*What you are asked to do*:
Would you output the whole listing below, exactly as it reads?

*Exercise input*:
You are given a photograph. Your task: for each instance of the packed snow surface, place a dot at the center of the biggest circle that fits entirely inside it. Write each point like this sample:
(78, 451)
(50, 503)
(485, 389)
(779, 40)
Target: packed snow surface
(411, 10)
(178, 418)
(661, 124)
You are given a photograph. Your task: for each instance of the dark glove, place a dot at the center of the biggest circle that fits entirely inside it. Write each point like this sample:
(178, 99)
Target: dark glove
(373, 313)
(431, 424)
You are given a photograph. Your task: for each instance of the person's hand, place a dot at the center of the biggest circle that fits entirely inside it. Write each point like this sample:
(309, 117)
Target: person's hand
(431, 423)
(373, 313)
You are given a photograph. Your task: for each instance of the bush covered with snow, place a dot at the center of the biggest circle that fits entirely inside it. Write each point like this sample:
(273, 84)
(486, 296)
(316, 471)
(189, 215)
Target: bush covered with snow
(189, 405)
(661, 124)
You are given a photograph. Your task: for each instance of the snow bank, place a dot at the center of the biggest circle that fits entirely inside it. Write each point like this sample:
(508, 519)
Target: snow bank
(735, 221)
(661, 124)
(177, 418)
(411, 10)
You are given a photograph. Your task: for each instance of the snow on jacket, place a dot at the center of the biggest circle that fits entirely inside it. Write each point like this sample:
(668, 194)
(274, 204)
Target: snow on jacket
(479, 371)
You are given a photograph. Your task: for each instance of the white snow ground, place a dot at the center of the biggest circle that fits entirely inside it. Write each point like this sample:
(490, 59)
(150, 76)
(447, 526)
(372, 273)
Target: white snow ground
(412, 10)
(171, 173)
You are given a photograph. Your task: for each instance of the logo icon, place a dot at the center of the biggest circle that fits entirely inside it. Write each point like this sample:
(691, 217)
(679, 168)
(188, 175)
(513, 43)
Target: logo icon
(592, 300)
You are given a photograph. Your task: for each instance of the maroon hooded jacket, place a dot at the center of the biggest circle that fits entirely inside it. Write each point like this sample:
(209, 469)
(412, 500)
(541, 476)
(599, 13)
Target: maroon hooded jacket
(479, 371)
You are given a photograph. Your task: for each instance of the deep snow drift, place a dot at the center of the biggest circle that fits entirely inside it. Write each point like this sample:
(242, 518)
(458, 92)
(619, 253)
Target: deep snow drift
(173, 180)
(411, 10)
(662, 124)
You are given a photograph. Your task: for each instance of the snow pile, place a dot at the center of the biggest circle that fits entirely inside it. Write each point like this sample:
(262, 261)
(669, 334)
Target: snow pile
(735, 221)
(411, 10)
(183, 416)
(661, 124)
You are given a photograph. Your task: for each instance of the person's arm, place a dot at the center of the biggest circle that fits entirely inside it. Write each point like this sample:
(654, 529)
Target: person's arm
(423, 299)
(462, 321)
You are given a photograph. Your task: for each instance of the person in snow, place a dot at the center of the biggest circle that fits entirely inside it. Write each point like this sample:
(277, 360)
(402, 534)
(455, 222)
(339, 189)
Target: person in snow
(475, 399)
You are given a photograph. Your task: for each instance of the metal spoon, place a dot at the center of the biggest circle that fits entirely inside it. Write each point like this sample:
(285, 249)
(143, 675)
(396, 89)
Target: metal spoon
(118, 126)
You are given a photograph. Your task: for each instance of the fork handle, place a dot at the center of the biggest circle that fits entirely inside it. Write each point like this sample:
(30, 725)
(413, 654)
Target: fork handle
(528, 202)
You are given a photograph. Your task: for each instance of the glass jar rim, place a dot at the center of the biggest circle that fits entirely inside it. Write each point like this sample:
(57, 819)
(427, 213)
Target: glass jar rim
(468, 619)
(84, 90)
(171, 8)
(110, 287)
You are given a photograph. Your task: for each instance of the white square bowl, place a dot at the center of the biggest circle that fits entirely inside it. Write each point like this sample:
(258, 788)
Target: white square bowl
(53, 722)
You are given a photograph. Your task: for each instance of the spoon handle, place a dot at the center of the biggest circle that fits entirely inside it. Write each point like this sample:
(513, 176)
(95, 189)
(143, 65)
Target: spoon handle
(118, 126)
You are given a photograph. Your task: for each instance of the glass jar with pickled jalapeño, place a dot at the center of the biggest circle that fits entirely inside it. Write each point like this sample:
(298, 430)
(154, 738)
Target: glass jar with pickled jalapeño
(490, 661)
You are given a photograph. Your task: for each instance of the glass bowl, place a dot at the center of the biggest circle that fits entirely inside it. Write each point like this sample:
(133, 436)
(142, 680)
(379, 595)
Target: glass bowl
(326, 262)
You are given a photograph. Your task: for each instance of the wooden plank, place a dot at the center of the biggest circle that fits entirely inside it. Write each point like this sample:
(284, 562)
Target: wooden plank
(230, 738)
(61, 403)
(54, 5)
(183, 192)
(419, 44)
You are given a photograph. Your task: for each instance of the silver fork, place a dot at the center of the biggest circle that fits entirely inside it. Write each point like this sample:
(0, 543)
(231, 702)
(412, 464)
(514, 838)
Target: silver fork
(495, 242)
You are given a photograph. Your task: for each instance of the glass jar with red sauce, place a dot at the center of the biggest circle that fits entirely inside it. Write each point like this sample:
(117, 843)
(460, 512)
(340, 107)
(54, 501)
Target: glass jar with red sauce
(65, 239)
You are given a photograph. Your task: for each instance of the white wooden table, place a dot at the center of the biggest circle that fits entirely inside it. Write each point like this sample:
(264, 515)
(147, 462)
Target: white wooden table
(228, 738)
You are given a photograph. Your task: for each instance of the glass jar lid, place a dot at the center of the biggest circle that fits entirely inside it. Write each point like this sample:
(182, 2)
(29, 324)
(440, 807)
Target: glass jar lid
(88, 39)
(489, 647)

*Response to this exercise*:
You are given a photograph. Your task: for each instance of the packed snow surface, place a dot at the center of the biggest circle that fits entirely inside it. Write each point like this sample:
(78, 451)
(50, 503)
(485, 389)
(779, 40)
Target: packed snow surface
(411, 10)
(178, 418)
(661, 124)
You are given a photograph. Your task: for each instance of the dark glove, place a dot at the center of the biggest circle that fits entirely inside it. Write each point like this sample:
(178, 99)
Target: dark glove
(373, 313)
(431, 424)
You are given a photograph. Your task: for each instance of the person's hand, place a dot at the center of the biggest circle that fits entirely inside it. Write each point like this sample:
(309, 117)
Target: person's hand
(431, 423)
(373, 313)
You are given a photograph. Your task: for each instance of the bush covered with snow, place a dot at the center of the biggest circle that fits entirely inside it. Write each point like this sample:
(273, 84)
(486, 296)
(316, 471)
(189, 215)
Target: bush covered with snow
(189, 405)
(661, 124)
You are given a photograph. Your task: for each instance of the snow bank, place a dot at the center of the biggest circle that fits entirely inside it. Write each point like this sample:
(508, 519)
Target: snow bank
(735, 221)
(661, 124)
(177, 418)
(411, 10)
You are given a photograph. Your task: for each instance of the snow on jacket, place a dot at the center of the biggest circle that fits entirely inside it. Write each point like this sample:
(668, 194)
(274, 204)
Target: snow on jacket
(479, 371)
You are given a photograph. Your task: for each instance of the white snow ground, place a dot at the center of the biggest circle that fits entirely inside it. Write each point like this sample:
(490, 59)
(150, 76)
(447, 526)
(372, 273)
Target: white snow ground
(412, 10)
(171, 173)
You are given a photograph. Your task: for each instance of the logo icon, place a dot at the center of the biggest circle that fits entirely inside it. Write each point like this sample:
(691, 217)
(679, 168)
(188, 175)
(513, 43)
Target: logo icon
(592, 300)
You are given a photograph. Your task: for each instance of the maroon hooded jacket, place a dot at the center of the biggest circle that fits entirely inside it. Write each point like this sample:
(209, 469)
(412, 500)
(541, 476)
(599, 13)
Target: maroon hooded jacket
(479, 371)
You are given a photograph. Your task: for each instance of the deep snow drift, place a dot at the center of the biggest circle that fits entirely inside it. Write each point like this sample:
(242, 518)
(458, 92)
(619, 253)
Target: deep snow drift
(173, 180)
(411, 10)
(662, 124)
You are given a photograph. Your task: for each instance of the snow pile, place a dot at the center of the biggest circle that fits entirely inside it. Write each point like this sample:
(262, 261)
(669, 334)
Target: snow pile
(735, 221)
(411, 10)
(183, 416)
(661, 124)
You are given a photograph. Your task: for each instance of the person's arm, place a dot at the center of the biggest circle that fits entirely inside it. Write each point like this sample:
(654, 529)
Target: person's arm
(423, 299)
(462, 321)
You are given a photograph. Your task: for each instance of the person in snow, place a dot at the center of the biggest circle that fits entirely inside it. Write each point like this sample:
(277, 360)
(402, 534)
(455, 222)
(339, 189)
Target: person in snow
(475, 399)
You are given a photograph. Your task: for each instance of the metal spoon, place a dot at the center of the biggest circle that fits entirely inside it. Write each point like this sample:
(285, 249)
(143, 675)
(396, 89)
Target: metal spoon
(118, 126)
You are given a photograph. Your task: for each instance of the fork handle, place a dot at the center of the biggest circle that fits entirely inside it. Write each point like this sample:
(30, 725)
(413, 654)
Target: fork handle
(528, 202)
You are given a photograph. Your task: for each instance of the glass jar rim, place a dot at the center of the biggest circle that fits entirely inside it. Write each point like this sample:
(57, 819)
(427, 213)
Target: glass jar rim
(468, 619)
(84, 90)
(171, 8)
(110, 287)
You are given a photograph. Your task: for each instance of the white square bowl, place a dot at the center of the biggest circle that fits entirely inside it. Write each point like this sample:
(258, 788)
Target: white square bowl
(53, 722)
You are given a photograph. Your task: for each instance of the spoon handle, place a dot at the center of the biggest circle that fits entirely inside it. Write each point like this sample:
(513, 176)
(95, 189)
(143, 65)
Target: spoon handle
(118, 126)
You are given a photograph. Your task: for each instance of the glass jar with pickled jalapeño, place a dot at the center of the biggest circle that fits entirely inside it. Write each point like this sample:
(298, 430)
(154, 738)
Target: glass jar with pickled jalapeño
(490, 661)
You are given a photograph. Your task: for each instance of the glass bowl, place a dot at the center of the biggest circle that fits entirely inside it. Write each point like this sample:
(133, 436)
(142, 680)
(379, 595)
Target: glass bowl
(326, 262)
You are given a photograph. Your task: for each instance of the wooden plank, place a dot at the center of the biggest circle that fits entirely inside it. Write each point like this sample:
(284, 562)
Target: wooden plank
(230, 738)
(61, 403)
(54, 5)
(183, 192)
(419, 44)
You are given a photograph. Your task: for each instance of the silver fork, place a dot at the center of the biggest circle that fits entirely inside it. Write each point like this sample:
(0, 543)
(231, 702)
(412, 464)
(514, 838)
Target: silver fork
(495, 242)
You are given a photograph. Your task: for each instance of the glass jar with red sauce, place a dot at the center of the biggest circle that fits entirely inside it. Write each point like this sample:
(117, 843)
(460, 512)
(340, 107)
(54, 501)
Target: glass jar with red sauce
(65, 239)
You are given a photograph. Your task: for each instance of the white wooden table, place a dot at the center of the biggest circle that fits entirely inside it. Write each point like this sample:
(264, 515)
(147, 462)
Target: white wooden table
(228, 738)
You are given a photograph. Your task: for each instance of the glass jar lid, place a dot at the center of the biggest circle that fits entirely inside it. Write each point like this sample:
(182, 2)
(29, 324)
(440, 807)
Target: glass jar lid
(88, 39)
(489, 647)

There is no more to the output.